Task objective →
Return each line of the records that contains the string "negative", copied in full. Case counts.

[Dataset entries]
::::

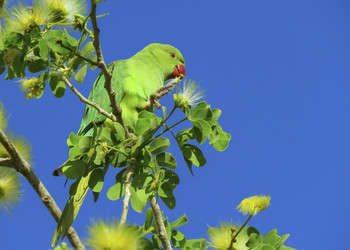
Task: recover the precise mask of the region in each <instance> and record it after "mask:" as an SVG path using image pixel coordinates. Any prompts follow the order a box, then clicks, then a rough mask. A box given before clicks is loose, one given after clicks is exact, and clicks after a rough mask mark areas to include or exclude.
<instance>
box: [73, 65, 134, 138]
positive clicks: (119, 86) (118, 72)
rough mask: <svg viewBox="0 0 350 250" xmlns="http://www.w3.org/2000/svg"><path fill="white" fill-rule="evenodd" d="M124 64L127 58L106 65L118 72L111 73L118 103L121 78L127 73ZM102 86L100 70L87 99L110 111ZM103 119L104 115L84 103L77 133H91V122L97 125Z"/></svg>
mask: <svg viewBox="0 0 350 250" xmlns="http://www.w3.org/2000/svg"><path fill="white" fill-rule="evenodd" d="M126 65H127V60H120V61H116V62H114V63H112V64H110V65H108V68H109V70H112V71H113V72H118V74H113V77H112V80H111V83H112V88H113V89H114V91H115V92H116V100H117V102H118V103H120V100H121V99H122V97H123V95H124V84H123V79H124V78H127V77H128V76H127V75H126V73H127V71H126ZM104 86H105V76H104V74H103V73H102V72H101V73H100V74H99V75H98V77H97V79H96V81H95V83H94V85H93V87H92V90H91V92H90V95H89V100H90V101H92V102H94V103H97V104H98V105H99V106H100V107H101V108H102V109H103V110H105V111H107V112H109V113H111V112H112V108H111V105H110V101H109V97H108V94H107V91H106V89H105V87H104ZM105 120H106V117H105V116H104V115H101V114H99V113H98V111H97V110H96V109H95V108H93V107H91V106H90V105H86V106H85V110H84V115H83V119H82V121H81V124H80V128H79V130H78V135H92V132H93V130H92V128H93V123H95V124H96V125H97V126H99V125H100V124H102V123H103V122H104V121H105Z"/></svg>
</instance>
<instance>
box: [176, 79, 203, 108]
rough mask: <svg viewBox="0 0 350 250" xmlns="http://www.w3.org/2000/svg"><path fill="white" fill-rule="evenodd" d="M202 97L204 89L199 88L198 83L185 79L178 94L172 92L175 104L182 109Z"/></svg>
mask: <svg viewBox="0 0 350 250" xmlns="http://www.w3.org/2000/svg"><path fill="white" fill-rule="evenodd" d="M203 97H204V90H201V88H200V85H199V84H198V83H196V82H195V81H191V80H185V81H184V85H183V89H182V91H180V92H179V93H178V94H174V96H173V99H174V102H175V104H176V105H177V106H178V107H179V108H180V109H181V110H183V109H184V108H185V107H189V108H191V107H192V106H195V105H196V104H197V102H198V101H199V100H200V99H202V98H203Z"/></svg>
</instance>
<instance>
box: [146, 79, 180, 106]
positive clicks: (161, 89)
mask: <svg viewBox="0 0 350 250" xmlns="http://www.w3.org/2000/svg"><path fill="white" fill-rule="evenodd" d="M180 81H181V77H176V78H174V79H172V80H171V81H170V82H169V83H168V84H166V85H164V86H162V87H160V88H159V89H157V90H156V91H154V92H153V93H152V94H151V96H150V98H149V101H148V102H147V104H146V107H145V109H148V108H149V107H151V106H152V104H154V105H156V107H157V108H160V107H161V105H160V103H159V99H160V98H162V97H163V96H164V95H166V94H168V93H169V92H170V90H169V89H171V88H173V87H174V86H175V85H177V84H178V83H179V82H180Z"/></svg>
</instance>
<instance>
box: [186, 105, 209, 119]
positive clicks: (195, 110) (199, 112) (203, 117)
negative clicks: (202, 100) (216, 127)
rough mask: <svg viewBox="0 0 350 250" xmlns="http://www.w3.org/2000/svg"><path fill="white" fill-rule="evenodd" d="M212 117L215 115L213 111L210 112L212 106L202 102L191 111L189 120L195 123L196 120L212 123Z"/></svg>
mask: <svg viewBox="0 0 350 250" xmlns="http://www.w3.org/2000/svg"><path fill="white" fill-rule="evenodd" d="M212 116H213V114H212V111H211V110H210V106H209V105H207V104H206V103H205V102H201V103H199V104H198V105H197V106H196V107H194V108H193V109H192V110H191V112H190V114H189V119H190V120H191V121H195V120H205V121H210V120H211V119H212Z"/></svg>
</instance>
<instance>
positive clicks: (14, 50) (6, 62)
mask: <svg viewBox="0 0 350 250" xmlns="http://www.w3.org/2000/svg"><path fill="white" fill-rule="evenodd" d="M21 54H22V51H20V50H19V49H9V50H8V51H7V52H6V54H5V55H4V58H3V59H4V63H5V65H6V66H9V65H12V63H13V61H14V60H15V59H16V57H17V56H20V55H21Z"/></svg>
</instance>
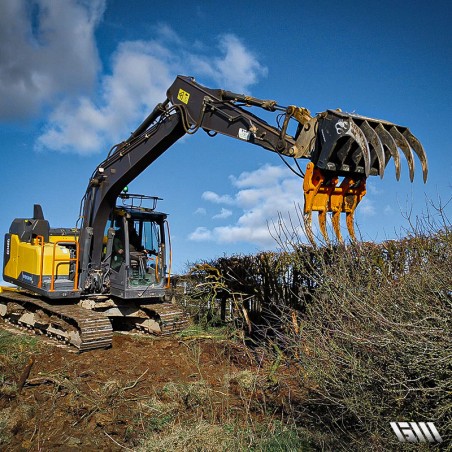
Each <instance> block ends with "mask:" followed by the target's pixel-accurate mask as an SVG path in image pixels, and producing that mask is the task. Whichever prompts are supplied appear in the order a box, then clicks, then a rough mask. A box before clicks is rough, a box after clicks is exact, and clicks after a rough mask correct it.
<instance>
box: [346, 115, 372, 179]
mask: <svg viewBox="0 0 452 452" xmlns="http://www.w3.org/2000/svg"><path fill="white" fill-rule="evenodd" d="M347 134H348V135H350V136H351V137H352V138H353V139H354V140H355V141H356V143H357V144H358V146H359V148H360V149H361V152H362V154H363V158H364V173H365V175H366V177H367V176H369V174H370V149H369V143H368V142H367V139H366V136H365V135H364V132H363V131H362V130H361V129H360V128H359V127H358V125H357V124H356V123H355V121H353V119H351V118H350V129H349V130H348V132H347Z"/></svg>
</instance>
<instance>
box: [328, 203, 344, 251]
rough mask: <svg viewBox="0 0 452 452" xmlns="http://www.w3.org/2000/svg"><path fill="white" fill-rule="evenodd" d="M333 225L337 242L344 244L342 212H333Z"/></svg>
mask: <svg viewBox="0 0 452 452" xmlns="http://www.w3.org/2000/svg"><path fill="white" fill-rule="evenodd" d="M331 223H332V225H333V230H334V233H335V234H336V237H337V240H338V241H339V243H344V239H343V238H342V234H341V211H340V210H337V211H336V212H333V215H332V216H331Z"/></svg>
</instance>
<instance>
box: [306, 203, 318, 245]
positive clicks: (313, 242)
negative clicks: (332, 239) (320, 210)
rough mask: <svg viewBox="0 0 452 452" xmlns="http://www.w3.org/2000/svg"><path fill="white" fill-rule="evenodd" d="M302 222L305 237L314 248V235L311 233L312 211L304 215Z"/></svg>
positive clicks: (311, 229)
mask: <svg viewBox="0 0 452 452" xmlns="http://www.w3.org/2000/svg"><path fill="white" fill-rule="evenodd" d="M303 221H304V229H305V232H306V237H307V238H308V240H309V241H310V242H311V245H312V246H316V243H315V237H314V233H313V232H312V210H311V211H310V212H305V213H304V216H303Z"/></svg>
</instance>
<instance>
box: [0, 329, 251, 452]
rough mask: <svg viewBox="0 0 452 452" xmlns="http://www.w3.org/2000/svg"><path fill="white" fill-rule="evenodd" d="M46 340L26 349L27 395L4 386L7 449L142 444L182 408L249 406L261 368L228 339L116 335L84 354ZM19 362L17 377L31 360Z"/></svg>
mask: <svg viewBox="0 0 452 452" xmlns="http://www.w3.org/2000/svg"><path fill="white" fill-rule="evenodd" d="M38 342H39V346H38V347H37V349H36V350H33V351H32V352H31V353H30V351H29V350H24V352H23V353H24V354H27V355H28V356H30V355H31V354H32V355H33V357H34V364H33V366H32V368H31V371H30V374H29V376H28V379H27V382H26V384H25V386H24V387H23V388H22V390H21V391H20V393H17V392H16V393H14V391H13V390H11V391H10V393H9V394H8V391H7V390H5V387H6V386H5V385H4V386H3V392H2V395H1V399H0V427H3V434H1V435H0V446H2V448H3V450H5V448H6V449H7V450H19V449H20V448H23V449H29V450H63V449H64V450H66V451H67V450H72V449H74V450H76V449H78V450H80V449H82V450H116V449H117V450H120V449H123V447H124V445H126V446H127V447H136V446H138V445H139V444H140V441H142V440H141V439H140V438H142V437H143V434H144V433H146V431H147V432H149V429H150V428H151V429H152V431H153V432H158V430H159V429H160V428H163V426H164V425H165V423H167V422H169V420H173V419H174V413H175V412H176V411H177V410H179V411H180V409H181V407H184V408H186V409H187V410H188V411H190V412H191V413H192V414H193V413H195V414H196V413H197V414H198V415H199V416H200V417H201V418H203V417H204V418H205V417H206V416H205V414H206V413H205V410H206V406H213V405H216V406H219V407H221V410H223V411H225V410H233V409H234V406H236V407H237V408H238V407H241V406H242V405H243V398H242V395H243V394H242V392H241V390H240V388H242V387H245V385H246V384H248V383H247V382H246V377H247V372H248V373H249V375H252V373H251V371H255V369H256V366H257V364H256V361H255V359H254V358H253V357H252V356H251V355H250V352H249V351H248V349H246V348H245V347H244V346H241V345H240V344H237V343H236V342H232V341H228V340H220V341H218V340H215V341H213V340H201V341H200V340H188V341H187V340H180V339H155V338H146V337H144V338H143V337H139V336H133V335H124V334H115V336H114V340H113V347H112V348H111V349H107V350H94V351H91V352H86V353H82V354H77V353H74V352H73V351H72V350H68V349H67V348H61V347H57V346H54V345H49V344H46V343H43V342H42V341H38ZM17 353H19V354H20V353H21V351H20V348H19V350H18V352H17ZM19 362H20V367H21V368H20V369H19V368H17V369H15V371H14V379H15V381H18V380H19V377H20V374H21V373H22V372H23V369H24V368H25V365H24V363H25V360H22V361H19ZM1 364H6V363H0V365H1ZM18 367H19V366H18ZM10 375H12V374H10ZM11 378H13V377H11ZM4 383H5V384H6V383H7V382H4ZM250 384H251V383H250ZM207 399H208V401H209V403H207V404H206V403H205V402H206V400H207ZM212 412H213V409H212Z"/></svg>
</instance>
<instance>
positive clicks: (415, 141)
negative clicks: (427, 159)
mask: <svg viewBox="0 0 452 452" xmlns="http://www.w3.org/2000/svg"><path fill="white" fill-rule="evenodd" d="M402 135H403V136H404V137H405V139H406V140H407V141H408V144H409V145H410V146H411V148H412V149H413V151H414V152H415V153H416V155H417V156H418V157H419V160H420V161H421V165H422V175H423V177H424V183H426V182H427V176H428V164H427V155H426V153H425V151H424V148H423V146H422V144H421V143H420V141H419V140H418V139H417V138H416V137H415V136H414V135H413V134H412V133H411V132H410V131H409V129H405V130H404V131H403V133H402Z"/></svg>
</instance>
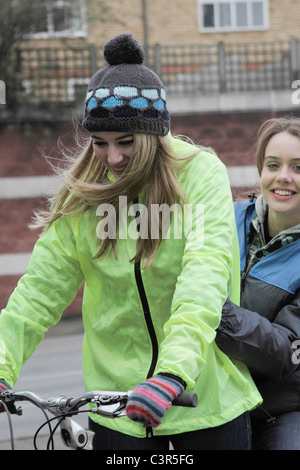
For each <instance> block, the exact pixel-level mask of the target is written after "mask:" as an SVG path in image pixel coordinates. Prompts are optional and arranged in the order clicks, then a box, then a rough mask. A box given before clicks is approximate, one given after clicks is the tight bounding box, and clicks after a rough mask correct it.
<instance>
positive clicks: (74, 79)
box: [0, 39, 300, 105]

::::

Result →
negative clicks: (202, 100) (216, 127)
negative clicks: (332, 239) (320, 210)
negative clicks: (427, 159)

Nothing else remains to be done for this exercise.